[A run of records]
......
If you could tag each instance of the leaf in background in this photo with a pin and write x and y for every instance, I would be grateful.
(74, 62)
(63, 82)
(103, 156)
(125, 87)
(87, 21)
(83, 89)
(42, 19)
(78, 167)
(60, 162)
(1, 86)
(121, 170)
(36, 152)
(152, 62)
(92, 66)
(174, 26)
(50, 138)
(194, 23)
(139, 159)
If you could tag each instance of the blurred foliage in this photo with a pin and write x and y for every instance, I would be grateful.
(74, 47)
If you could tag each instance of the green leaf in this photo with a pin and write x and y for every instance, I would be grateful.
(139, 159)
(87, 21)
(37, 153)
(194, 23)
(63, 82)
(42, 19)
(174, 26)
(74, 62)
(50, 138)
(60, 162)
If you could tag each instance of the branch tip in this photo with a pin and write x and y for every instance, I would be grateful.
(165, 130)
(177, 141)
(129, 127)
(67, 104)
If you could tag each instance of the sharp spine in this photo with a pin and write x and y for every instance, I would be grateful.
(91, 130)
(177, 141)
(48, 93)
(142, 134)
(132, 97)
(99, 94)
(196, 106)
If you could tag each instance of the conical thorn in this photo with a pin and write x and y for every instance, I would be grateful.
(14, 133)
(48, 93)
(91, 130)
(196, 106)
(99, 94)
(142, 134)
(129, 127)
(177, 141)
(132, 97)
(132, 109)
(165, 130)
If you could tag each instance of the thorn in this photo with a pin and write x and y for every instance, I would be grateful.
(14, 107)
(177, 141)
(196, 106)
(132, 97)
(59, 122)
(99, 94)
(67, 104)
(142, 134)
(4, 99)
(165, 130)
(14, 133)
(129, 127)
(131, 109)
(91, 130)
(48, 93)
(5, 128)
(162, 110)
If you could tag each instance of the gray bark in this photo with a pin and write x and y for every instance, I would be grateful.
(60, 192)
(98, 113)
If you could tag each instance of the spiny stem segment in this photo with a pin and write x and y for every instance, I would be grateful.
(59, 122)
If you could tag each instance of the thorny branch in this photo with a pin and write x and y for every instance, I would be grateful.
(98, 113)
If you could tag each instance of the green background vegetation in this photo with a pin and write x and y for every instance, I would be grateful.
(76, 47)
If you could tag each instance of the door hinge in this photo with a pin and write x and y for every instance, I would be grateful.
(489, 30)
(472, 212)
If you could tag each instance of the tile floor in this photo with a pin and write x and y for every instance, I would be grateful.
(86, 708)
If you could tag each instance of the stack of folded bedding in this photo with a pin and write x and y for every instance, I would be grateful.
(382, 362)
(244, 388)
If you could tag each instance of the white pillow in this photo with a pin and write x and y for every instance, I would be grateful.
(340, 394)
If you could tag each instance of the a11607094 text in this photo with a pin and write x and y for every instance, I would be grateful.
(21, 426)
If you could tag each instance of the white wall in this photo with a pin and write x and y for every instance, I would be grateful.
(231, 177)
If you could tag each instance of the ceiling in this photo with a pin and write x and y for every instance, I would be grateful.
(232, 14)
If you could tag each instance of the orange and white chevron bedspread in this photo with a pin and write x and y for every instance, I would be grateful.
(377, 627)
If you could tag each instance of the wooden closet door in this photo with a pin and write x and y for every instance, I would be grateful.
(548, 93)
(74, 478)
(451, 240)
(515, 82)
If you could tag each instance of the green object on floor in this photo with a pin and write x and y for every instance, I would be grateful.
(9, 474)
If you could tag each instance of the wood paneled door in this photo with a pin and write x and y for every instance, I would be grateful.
......
Update the material from the line containing "If you could tag each instance of the thorny" through the end of the records, replacing "tile floor" with "stone floor" and leaving everything else unchanged.

If you could tag each instance of the thorny branch in this photo with a pin and write x and y for every instance, I would be grateful.
(98, 113)
If you could tag each instance of the green background vegetation in this photo with a pin and write x and y for every instance, I would be grateful.
(76, 47)
If you could tag each instance of the door hinge in this photo with a pin and write x and y for every instance, I would be grateful.
(489, 30)
(472, 212)
If you could tag each instance of the stone floor in this photo with a pin and write x and y for every instance, I would be grateful.
(86, 708)
If you could tag each instance of the stack of folded bedding in this photo with a pin and write x and y for every instance, I would be grateful.
(382, 362)
(244, 388)
If you could tag each instance of the white pillow in this photo with a pin and write x and y for every instance, I would be grateful.
(340, 394)
If you could tag each instance of the a11607094 text in this photo with a pin and write x and y for every instance, I would be grateful.
(21, 426)
If you could tag each instance of the white wall in this photo with a pin and write x and y for every instance, I would be grateful.
(231, 177)
If you could tag each instance of the ceiling in this photo with a pin and write x and y for every instance, I would be grateful.
(232, 14)
If you could tag each instance of the orange and white chevron bedspread in this photo with a pin and write x and y for every instance, I would be grateful.
(377, 627)
If you could tag each instance of the wooden closet door in this photo with a pin and write x and y for every instance, I would be grateful.
(548, 93)
(74, 478)
(451, 240)
(515, 82)
If you could tag each instance of the green object on floor in this photo with a pin and write x and y for every instance, I would be grateful.
(9, 474)
If you could tag each instance of the wood paneled door in this photo with a pin and write x and y for every instance, I would be grateful.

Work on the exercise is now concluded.